What the task asks: In the stock option plan definitions below, what is the lowest Option Price allowed for a Nonqualified Stock Option?

Exercise passage:
I. "Nonqualified Stock Option" means any Option granted under the Plan
which is not considered an Incentive Stock Option.
J. "Option" means the right to purchase a stated number of Shares at a
specified price. The option may be granted to an Eligible Employee subject
to the terms of this Plan, and such other conditions and restrictions as
the Committee deems appropriate. Each Option shall be designated by the
Committee to be either an Incentive Stock Option or a Nonqualified Stock
Option.
K. "Option Price" means the purchase price per Share subject to an
Option and shall be fixed by the Committee, but shall not be less than 95%
of the Fair Market Value of a Share on the Date of Grant in the case of a
Nonqualified Stock Option or less than 100% of the Fair Market Value of a
Share on the Date of Grant in the case of an Incentive Stock Option.
L. "Permanent and Total Disability" shall mean any medically
determinable physical or mental impairment rendering an individual unable
to engage in any substantial gainful activity, which disability can be
expected to result in death or which has lasted or can be expected to last
for a continuous period of not less than 12 months.

Given information:
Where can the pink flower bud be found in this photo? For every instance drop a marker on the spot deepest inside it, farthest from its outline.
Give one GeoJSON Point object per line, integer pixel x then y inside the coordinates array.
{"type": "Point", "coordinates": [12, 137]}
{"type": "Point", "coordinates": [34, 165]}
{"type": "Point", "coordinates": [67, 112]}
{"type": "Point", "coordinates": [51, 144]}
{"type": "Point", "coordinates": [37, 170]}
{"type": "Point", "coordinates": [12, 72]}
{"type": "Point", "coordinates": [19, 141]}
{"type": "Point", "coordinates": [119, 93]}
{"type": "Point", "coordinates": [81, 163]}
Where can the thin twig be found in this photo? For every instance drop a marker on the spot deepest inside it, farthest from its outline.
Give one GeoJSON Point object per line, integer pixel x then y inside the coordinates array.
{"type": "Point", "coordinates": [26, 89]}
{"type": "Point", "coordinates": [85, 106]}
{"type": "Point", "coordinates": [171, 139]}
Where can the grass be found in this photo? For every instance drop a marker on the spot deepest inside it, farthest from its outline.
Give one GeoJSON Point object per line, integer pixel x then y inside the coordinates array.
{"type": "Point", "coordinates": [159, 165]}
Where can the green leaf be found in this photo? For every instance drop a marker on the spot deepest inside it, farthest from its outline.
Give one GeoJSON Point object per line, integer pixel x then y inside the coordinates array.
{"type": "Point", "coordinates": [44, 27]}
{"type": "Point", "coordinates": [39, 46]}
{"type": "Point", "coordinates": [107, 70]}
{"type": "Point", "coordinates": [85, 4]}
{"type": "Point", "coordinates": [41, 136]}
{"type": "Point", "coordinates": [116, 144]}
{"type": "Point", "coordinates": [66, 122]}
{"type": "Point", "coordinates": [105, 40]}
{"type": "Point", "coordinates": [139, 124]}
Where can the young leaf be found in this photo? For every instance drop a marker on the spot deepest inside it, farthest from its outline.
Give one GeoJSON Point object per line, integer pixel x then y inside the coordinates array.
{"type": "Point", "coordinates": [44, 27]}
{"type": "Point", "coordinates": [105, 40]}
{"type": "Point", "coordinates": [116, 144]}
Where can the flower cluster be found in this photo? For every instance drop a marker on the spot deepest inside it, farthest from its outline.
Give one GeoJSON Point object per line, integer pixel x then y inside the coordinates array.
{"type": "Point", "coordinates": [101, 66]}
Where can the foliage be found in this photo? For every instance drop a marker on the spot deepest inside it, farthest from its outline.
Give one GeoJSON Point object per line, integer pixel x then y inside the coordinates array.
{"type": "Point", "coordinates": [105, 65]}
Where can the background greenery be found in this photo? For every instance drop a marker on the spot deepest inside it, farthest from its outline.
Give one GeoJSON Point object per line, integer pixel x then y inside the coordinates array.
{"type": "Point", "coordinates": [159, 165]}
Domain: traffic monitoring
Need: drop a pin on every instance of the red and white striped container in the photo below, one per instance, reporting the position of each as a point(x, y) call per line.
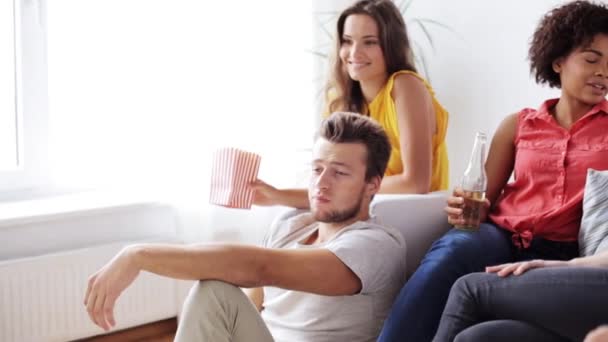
point(232, 170)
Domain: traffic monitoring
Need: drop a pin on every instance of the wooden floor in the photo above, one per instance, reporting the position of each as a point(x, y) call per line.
point(161, 331)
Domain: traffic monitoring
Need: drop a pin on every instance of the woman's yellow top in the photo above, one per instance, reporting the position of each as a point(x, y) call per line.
point(382, 109)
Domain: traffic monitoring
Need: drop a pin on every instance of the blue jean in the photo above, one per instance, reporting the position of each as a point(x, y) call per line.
point(417, 310)
point(548, 304)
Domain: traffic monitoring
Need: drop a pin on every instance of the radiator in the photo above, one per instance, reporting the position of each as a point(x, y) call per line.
point(41, 298)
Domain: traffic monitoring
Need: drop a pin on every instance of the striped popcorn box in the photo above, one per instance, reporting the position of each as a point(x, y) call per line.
point(232, 170)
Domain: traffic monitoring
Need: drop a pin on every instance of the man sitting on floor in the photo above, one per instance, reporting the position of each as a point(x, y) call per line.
point(328, 275)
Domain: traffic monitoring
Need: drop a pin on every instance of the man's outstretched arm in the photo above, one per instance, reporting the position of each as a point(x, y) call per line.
point(310, 270)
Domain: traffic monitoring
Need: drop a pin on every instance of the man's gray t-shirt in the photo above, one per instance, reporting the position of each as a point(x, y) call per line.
point(376, 254)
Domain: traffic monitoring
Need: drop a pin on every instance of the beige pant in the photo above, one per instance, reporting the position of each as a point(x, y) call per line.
point(219, 312)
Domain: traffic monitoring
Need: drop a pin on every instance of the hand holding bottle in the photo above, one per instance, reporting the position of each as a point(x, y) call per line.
point(473, 188)
point(455, 210)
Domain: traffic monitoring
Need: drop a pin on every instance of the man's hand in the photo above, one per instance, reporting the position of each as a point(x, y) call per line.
point(517, 268)
point(106, 285)
point(264, 194)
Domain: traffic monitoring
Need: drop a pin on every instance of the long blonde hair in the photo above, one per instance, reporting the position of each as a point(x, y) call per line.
point(341, 92)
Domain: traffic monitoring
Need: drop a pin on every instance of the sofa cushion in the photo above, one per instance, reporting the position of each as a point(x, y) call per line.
point(593, 234)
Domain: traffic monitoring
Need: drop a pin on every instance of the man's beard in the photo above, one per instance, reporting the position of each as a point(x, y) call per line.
point(338, 216)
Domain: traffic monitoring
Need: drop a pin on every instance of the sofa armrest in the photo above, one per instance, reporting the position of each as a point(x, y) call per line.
point(420, 219)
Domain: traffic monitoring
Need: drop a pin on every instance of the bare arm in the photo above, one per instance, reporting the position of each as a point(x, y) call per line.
point(501, 157)
point(265, 194)
point(517, 268)
point(256, 295)
point(311, 270)
point(417, 124)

Expected answer: 95% of the Fair Market Value of a Share on the Date of Grant.